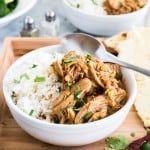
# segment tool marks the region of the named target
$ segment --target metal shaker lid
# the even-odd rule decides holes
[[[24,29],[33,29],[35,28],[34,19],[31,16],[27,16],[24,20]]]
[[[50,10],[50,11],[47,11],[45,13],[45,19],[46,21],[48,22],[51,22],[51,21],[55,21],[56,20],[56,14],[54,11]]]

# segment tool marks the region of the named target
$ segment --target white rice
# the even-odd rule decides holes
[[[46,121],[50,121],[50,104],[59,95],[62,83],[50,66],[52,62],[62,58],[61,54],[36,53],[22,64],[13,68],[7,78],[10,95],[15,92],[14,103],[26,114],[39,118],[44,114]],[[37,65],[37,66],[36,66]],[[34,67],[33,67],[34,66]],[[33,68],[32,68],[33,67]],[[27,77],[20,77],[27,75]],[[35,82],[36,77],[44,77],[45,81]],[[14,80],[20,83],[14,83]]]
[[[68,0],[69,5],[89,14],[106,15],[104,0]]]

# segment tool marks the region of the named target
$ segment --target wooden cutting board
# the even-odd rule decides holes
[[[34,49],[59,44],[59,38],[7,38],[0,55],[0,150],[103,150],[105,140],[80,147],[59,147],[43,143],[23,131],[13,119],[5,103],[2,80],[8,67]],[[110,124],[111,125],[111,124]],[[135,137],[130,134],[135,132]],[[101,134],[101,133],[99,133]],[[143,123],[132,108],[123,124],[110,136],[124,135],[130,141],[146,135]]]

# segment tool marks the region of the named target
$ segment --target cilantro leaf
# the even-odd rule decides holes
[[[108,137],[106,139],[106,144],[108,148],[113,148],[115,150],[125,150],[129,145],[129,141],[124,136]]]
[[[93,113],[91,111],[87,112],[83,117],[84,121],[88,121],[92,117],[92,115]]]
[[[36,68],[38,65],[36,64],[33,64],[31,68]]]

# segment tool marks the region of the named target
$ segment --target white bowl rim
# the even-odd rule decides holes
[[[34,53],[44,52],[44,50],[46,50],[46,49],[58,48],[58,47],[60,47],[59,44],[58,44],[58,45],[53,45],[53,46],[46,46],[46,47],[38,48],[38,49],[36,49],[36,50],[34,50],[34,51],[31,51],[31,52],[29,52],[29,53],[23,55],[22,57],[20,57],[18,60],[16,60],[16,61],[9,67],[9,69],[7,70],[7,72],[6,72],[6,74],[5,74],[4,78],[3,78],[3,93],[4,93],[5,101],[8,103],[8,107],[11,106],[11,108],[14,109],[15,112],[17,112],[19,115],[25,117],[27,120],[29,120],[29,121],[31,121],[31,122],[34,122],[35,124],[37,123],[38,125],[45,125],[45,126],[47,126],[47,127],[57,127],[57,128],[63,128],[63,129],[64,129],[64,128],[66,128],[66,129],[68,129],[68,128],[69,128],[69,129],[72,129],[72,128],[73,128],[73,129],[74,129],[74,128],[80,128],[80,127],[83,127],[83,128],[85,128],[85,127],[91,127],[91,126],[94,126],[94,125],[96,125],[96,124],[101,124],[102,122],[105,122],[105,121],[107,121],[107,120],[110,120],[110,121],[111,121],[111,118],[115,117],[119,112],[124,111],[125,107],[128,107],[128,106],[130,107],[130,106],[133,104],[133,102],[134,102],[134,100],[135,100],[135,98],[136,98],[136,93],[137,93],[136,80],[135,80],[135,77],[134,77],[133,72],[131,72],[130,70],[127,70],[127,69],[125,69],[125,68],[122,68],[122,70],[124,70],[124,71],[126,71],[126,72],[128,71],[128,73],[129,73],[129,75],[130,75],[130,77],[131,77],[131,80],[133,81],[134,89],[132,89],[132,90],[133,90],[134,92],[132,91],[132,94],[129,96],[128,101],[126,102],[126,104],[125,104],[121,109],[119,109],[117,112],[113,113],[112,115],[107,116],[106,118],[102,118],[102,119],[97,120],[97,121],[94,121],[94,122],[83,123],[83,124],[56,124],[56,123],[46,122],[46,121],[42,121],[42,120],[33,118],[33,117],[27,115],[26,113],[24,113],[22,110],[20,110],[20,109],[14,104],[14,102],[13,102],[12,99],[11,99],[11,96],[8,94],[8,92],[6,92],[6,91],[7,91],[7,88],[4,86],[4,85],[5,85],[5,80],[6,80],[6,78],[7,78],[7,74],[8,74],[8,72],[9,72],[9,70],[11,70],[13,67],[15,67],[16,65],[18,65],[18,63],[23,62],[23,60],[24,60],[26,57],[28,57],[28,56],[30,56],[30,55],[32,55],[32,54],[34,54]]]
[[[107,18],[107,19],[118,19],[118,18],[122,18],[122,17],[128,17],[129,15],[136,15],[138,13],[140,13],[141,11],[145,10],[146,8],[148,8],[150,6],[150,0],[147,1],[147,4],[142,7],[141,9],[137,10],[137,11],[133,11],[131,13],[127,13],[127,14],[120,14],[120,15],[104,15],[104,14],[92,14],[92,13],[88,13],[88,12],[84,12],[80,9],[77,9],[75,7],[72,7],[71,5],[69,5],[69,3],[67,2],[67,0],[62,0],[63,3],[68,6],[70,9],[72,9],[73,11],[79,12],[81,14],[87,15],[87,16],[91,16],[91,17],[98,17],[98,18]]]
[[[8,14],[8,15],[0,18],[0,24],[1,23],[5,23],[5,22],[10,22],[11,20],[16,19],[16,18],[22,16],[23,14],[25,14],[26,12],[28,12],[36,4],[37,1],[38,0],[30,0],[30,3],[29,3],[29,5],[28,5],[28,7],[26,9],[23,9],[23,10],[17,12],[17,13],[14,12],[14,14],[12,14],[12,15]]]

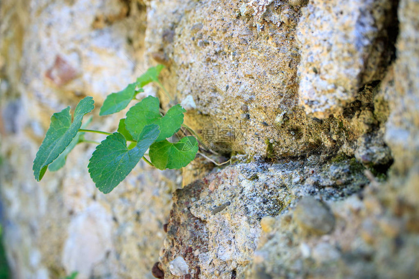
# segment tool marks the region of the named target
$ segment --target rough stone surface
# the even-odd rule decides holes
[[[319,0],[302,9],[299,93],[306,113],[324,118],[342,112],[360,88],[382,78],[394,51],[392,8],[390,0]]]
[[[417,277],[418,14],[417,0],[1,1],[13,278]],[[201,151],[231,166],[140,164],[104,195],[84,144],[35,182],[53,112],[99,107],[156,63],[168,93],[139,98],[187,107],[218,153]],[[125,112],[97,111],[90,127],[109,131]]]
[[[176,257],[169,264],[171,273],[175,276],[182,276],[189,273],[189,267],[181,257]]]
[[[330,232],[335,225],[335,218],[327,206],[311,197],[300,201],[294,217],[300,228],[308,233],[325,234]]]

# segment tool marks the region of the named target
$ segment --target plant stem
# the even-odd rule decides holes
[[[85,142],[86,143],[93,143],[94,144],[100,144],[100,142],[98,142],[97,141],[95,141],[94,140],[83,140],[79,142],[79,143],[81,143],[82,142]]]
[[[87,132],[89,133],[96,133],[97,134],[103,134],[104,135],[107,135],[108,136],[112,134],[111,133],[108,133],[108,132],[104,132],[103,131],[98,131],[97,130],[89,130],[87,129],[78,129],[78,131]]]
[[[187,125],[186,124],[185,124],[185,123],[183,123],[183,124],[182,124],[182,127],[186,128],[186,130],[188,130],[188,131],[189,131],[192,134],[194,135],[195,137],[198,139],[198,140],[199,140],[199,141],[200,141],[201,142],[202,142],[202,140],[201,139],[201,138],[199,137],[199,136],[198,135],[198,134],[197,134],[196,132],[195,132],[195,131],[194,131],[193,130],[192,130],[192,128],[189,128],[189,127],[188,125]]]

» To do
Copy the listing above line for line, leaving out the pictures.

» Reply
# segment tool marks the region of the named target
$ segment --target metal shaker lid
# the even-odd rule decides holes
[[[24,29],[33,29],[35,28],[34,19],[31,16],[27,16],[24,20]]]
[[[50,10],[50,11],[47,11],[45,13],[45,19],[46,21],[48,22],[51,22],[51,21],[55,21],[56,20],[56,14],[54,11]]]

# segment tool marks the region of the named target
$ segment --target white rice
# the even-odd rule decides holes
[[[46,121],[50,121],[50,104],[59,95],[62,83],[50,66],[52,62],[62,58],[61,54],[36,53],[22,64],[13,68],[7,78],[10,95],[15,92],[14,103],[26,114],[39,118],[44,114]],[[37,65],[37,66],[36,66]],[[34,67],[33,67],[34,66]],[[33,68],[32,68],[33,67]],[[27,77],[20,77],[27,75]],[[35,82],[36,77],[44,77],[45,81]],[[14,80],[20,83],[14,83]]]
[[[68,0],[69,5],[89,14],[106,15],[104,0]]]

# segment tool marks the region of the named target
$ segment --target wooden cutting board
# the even-odd rule decides holes
[[[34,49],[59,44],[59,38],[7,38],[0,55],[0,150],[103,150],[105,140],[80,147],[59,147],[43,143],[23,131],[13,119],[5,103],[2,80],[8,67]],[[110,124],[111,125],[111,124]],[[135,137],[130,134],[135,132]],[[101,134],[101,133],[99,133]],[[143,123],[132,108],[123,124],[110,136],[124,135],[130,141],[146,135]]]

# segment tool marks the region of the named target
$ segment --target cilantro leaf
# the even-odd rule decides holes
[[[108,137],[106,139],[106,144],[108,148],[113,148],[115,150],[125,150],[129,145],[129,141],[124,136]]]
[[[93,113],[91,111],[87,112],[83,117],[84,121],[88,121],[92,117],[92,115]]]
[[[36,68],[38,65],[36,64],[33,64],[31,68]]]

# segment tool marks the region of the named target
$ segment --target white bowl rim
# the even-odd rule decides holes
[[[34,53],[44,52],[44,50],[46,50],[46,49],[58,48],[58,47],[60,47],[59,44],[58,44],[58,45],[53,45],[53,46],[46,46],[46,47],[38,48],[38,49],[36,49],[36,50],[34,50],[34,51],[31,51],[31,52],[29,52],[29,53],[23,55],[22,57],[20,57],[18,60],[16,60],[16,61],[9,67],[9,69],[7,70],[7,72],[6,72],[6,74],[5,74],[4,78],[3,78],[3,93],[4,93],[5,101],[8,103],[8,107],[11,106],[11,108],[14,109],[15,112],[17,112],[19,115],[25,117],[27,120],[29,120],[29,121],[31,121],[31,122],[34,122],[35,124],[37,123],[38,125],[45,125],[45,126],[47,126],[47,127],[57,127],[57,128],[63,128],[63,129],[64,129],[64,128],[66,128],[66,129],[68,129],[68,128],[69,128],[69,129],[72,129],[72,128],[73,128],[73,129],[74,129],[74,128],[80,128],[80,127],[83,127],[83,128],[85,128],[85,127],[91,127],[91,126],[94,126],[94,125],[96,125],[96,124],[101,124],[102,122],[105,122],[105,121],[107,121],[107,120],[110,120],[110,121],[111,121],[111,118],[115,117],[119,112],[124,111],[125,107],[128,107],[128,106],[130,107],[130,106],[133,104],[133,102],[134,102],[134,100],[135,100],[135,98],[136,98],[136,93],[137,93],[136,80],[135,80],[135,77],[134,77],[133,72],[131,72],[130,70],[127,70],[127,69],[125,69],[125,68],[122,68],[122,70],[124,70],[124,71],[126,71],[126,72],[128,71],[128,73],[129,73],[129,75],[130,75],[130,77],[131,77],[131,80],[133,81],[134,89],[132,89],[132,90],[133,90],[134,92],[132,91],[132,94],[129,96],[128,101],[126,102],[126,104],[125,104],[121,109],[119,109],[117,112],[113,113],[112,115],[107,116],[106,118],[102,118],[102,119],[97,120],[97,121],[94,121],[94,122],[83,123],[83,124],[56,124],[56,123],[46,122],[46,121],[42,121],[42,120],[33,118],[33,117],[27,115],[26,113],[24,113],[22,110],[20,110],[20,109],[14,104],[14,102],[13,102],[12,99],[11,99],[11,96],[8,94],[8,92],[6,92],[6,91],[7,91],[7,88],[4,86],[4,85],[5,85],[5,80],[6,80],[6,78],[7,78],[7,74],[8,74],[8,72],[9,72],[9,70],[11,70],[13,67],[15,67],[16,65],[18,65],[18,63],[23,62],[23,60],[24,60],[26,57],[28,57],[28,56],[30,56],[30,55],[32,55],[32,54],[34,54]]]
[[[107,18],[107,19],[118,19],[118,18],[122,18],[122,17],[128,17],[129,15],[136,15],[138,13],[140,13],[141,11],[145,10],[146,8],[148,8],[150,6],[150,0],[147,1],[147,4],[142,7],[141,9],[137,10],[137,11],[133,11],[131,13],[127,13],[127,14],[120,14],[120,15],[104,15],[104,14],[92,14],[92,13],[88,13],[88,12],[84,12],[80,9],[77,9],[75,7],[72,7],[71,5],[69,5],[69,3],[67,2],[67,0],[62,0],[63,3],[68,6],[70,9],[72,9],[73,11],[79,12],[81,14],[87,15],[87,16],[91,16],[91,17],[98,17],[98,18]]]
[[[8,14],[8,15],[0,18],[0,24],[1,23],[5,23],[5,22],[10,22],[11,20],[16,19],[16,18],[22,16],[23,14],[25,14],[26,12],[28,12],[36,4],[37,1],[38,0],[30,0],[30,3],[29,3],[29,5],[28,5],[28,7],[26,9],[23,9],[23,10],[17,12],[17,13],[14,12],[14,14],[12,14],[12,15]]]

# segment tool marks the region of the named target
$ segment --target rough stone surface
# the even-odd rule decides holes
[[[319,0],[302,9],[299,93],[306,113],[324,118],[342,112],[360,88],[382,78],[394,51],[392,8],[390,0]]]
[[[417,277],[418,14],[417,0],[1,1],[13,278]],[[201,151],[231,166],[140,164],[104,195],[84,144],[35,182],[53,112],[99,107],[156,63],[168,93],[139,98],[187,107],[218,153]],[[125,112],[97,111],[90,127],[109,131]]]
[[[176,257],[169,264],[171,273],[175,276],[182,276],[189,273],[189,267],[181,257]]]
[[[330,232],[335,225],[335,218],[327,206],[311,197],[300,201],[294,217],[300,228],[308,233],[325,234]]]

# segment tool marks the region of the named target
$ segment --target plant stem
# the even-odd rule decides holes
[[[85,142],[86,143],[93,143],[94,144],[100,144],[100,142],[98,142],[97,141],[95,141],[94,140],[83,140],[79,142],[79,143],[81,143],[82,142]]]
[[[87,132],[89,133],[96,133],[97,134],[103,134],[104,135],[107,135],[108,136],[112,134],[111,133],[108,133],[108,132],[104,132],[103,131],[98,131],[97,130],[89,130],[87,129],[78,129],[78,131]]]
[[[187,125],[186,124],[185,124],[185,123],[183,123],[183,124],[182,124],[182,127],[186,128],[186,130],[188,130],[188,131],[189,131],[192,134],[194,135],[195,137],[198,139],[198,140],[199,140],[199,141],[200,141],[201,142],[202,142],[202,140],[201,139],[201,138],[199,137],[199,136],[198,135],[198,134],[197,134],[196,132],[195,132],[195,131],[194,131],[193,130],[192,130],[192,128],[189,128],[189,127],[188,125]]]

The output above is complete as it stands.